**ESTRATTO DEL TESTO:**
::::::::

Mario Didò nasce nella periferia di Parigi il 16 novembre 1926, essendo il padre, figlio di una famiglia contadina, emigrato giovanissimo prima in Germania e poi in Francia. La famiglia rimpatria in Italia nel 1941, dopo l’invasione tedesca della Francia e la costituzione del regime di Vichy. Nel 1942, a soli 15 anni, Mario viene assunto come operaio metalmeccanico (titolo che orgogliosamente manterrà sempre, anche nei curricula parlamentari), in un’azienda collegata alla Siai-Marchetti.
Dopo la caduta del fascismo si distingue per la sua attività politica, sia in fabbrica (segretario del nucleo aziendale socialista), sia come dirigente della sezione territoriale del Psi di Somma Lombardo. Frequenta contemporaneamente una scuola serale a Gallarate, diplomandosi geometra presso l’Istituto Carlo Cattaneo di Milano nel 1948.
Nel 1949, da dirigente sindacale, partecipa al primo congresso della Fiom di Firenze. Successivamente, diventa segretario generale della Camera del lavoro di Somma Lombardo, di Gallarate e di Busto Arsizio, impegnandosi nelle lotte sindacali per affrontare la grave crisi che nell’immediato dopoguerra colpisce le fabbriche legate alla produzione bellica. Tre anni più tardi, nel 1952, entra nella segreteria provinciale della Camera del lavoro di Varese e nel 1956 viene eletto al Consiglio comunale – sempre di Varese – e confermato nelle successive elezioni del 1960. Come consigliere comunale si distingue guidando la battaglia per la municipalizzazione della Svit (società privata del trasporto pubblico).
Nel 1959 è nominato segretario generale della Camera del lavoro di Varese e provincia, incarico che lascerà tre anni più tardi per trasferirsi, da vicesegretario nazionale della Cgil, a Roma. Eletto segretario nazionale della confederazione al congresso di Livorno nel 1969, lascerà la Cgil dieci anni più tardi, per candidarsi (era il giugno 1979) alle elezioni per il Parlamento europeo.
Nella biografia di Mario Didò l’elezione all’Europarlamento (con 111.555 preferenze) costituisce di fatto l’approdo naturale di un percorso intellettuale, politico e sindacale sempre attento alle trasformazioni del mondo del lavoro e alla dimensione sovranazionale dei processi politici, economici e sociali. “Didò è senza alcun dubbio da annoverare tra le figure che diedero forma alla Cgil – dice di lui Susanna Camusso –. Sebbene, nei primi anni del dopoguerra non in un ruolo di primo piano, seppe dare, una volta entrato a far parte degli organismi dirigenti nazionali, un’impronta indelebile, in particolare alla politica estera della confederazione, alla costruzione di un sindacalismo europeo e di un’Europa politica e sociale”.

::::::::

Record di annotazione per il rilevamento
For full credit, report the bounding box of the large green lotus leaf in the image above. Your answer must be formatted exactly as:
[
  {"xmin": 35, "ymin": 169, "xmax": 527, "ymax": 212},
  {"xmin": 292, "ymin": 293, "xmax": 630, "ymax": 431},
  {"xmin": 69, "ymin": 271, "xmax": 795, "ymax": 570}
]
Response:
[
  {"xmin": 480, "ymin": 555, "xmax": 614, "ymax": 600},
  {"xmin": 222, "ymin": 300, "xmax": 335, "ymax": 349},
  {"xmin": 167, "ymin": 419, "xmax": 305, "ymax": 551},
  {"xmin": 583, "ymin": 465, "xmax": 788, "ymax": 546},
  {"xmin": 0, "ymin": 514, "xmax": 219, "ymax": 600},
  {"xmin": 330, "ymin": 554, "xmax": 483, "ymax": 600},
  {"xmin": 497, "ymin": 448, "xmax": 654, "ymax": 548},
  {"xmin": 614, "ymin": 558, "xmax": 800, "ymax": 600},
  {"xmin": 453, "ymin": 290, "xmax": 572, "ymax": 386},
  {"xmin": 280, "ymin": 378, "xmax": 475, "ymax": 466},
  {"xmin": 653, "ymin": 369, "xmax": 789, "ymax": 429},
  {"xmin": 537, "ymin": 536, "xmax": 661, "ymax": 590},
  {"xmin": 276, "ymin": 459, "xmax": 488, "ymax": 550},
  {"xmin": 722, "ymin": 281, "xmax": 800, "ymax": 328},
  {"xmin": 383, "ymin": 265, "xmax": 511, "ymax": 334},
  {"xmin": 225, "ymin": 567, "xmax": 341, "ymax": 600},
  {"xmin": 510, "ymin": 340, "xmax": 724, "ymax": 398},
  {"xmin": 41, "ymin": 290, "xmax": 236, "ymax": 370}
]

::::::::

**DA FARE:**
(a) Trascrivi senza cambiare nulla il passo del testo su Mario Didò che comincia con "Mario Didò nasce" e finisce con "collegata alla Siai-Marchetti.".
(b) Riprendi il testo su Mario Didò e portalo avanti dopo la sua ultima frase.

**COMPITI SVOLTI:**
(a)
Mario Didò nasce nella periferia di Parigi il 16 novembre 1926, essendo il padre, figlio di una famiglia contadina, emigrato giovanissimo prima in Germania e poi in Francia. La famiglia rimpatria in Italia nel 1941, dopo l’invasione tedesca della Francia e la costituzione del regime di Vichy. Nel 1942, a soli 15 anni, Mario viene assunto come operaio metalmeccanico (titolo che orgogliosamente manterrà sempre, anche nei curricula parlamentari), in un’azienda collegata alla Siai-Marchetti.

(b)
“Mario Didò apparteneva a una specie preziosa, che purtroppo è ormai quasi interamente estinta – è l’opinione di Giuliano Amato –. Era la specie di coloro che si venivano preparando e poi specializzando nella cura degli interessi collettivi attraverso una sequenza di esperienze, che cominciavano negli anni giovanili sul luogo di lavoro, poi proseguivano nel sindacato o nel partito, quindi nelle cariche elettive, prima a livello locale, poi in sede nazionale e, quando arrivò l’Europa, anche europea”.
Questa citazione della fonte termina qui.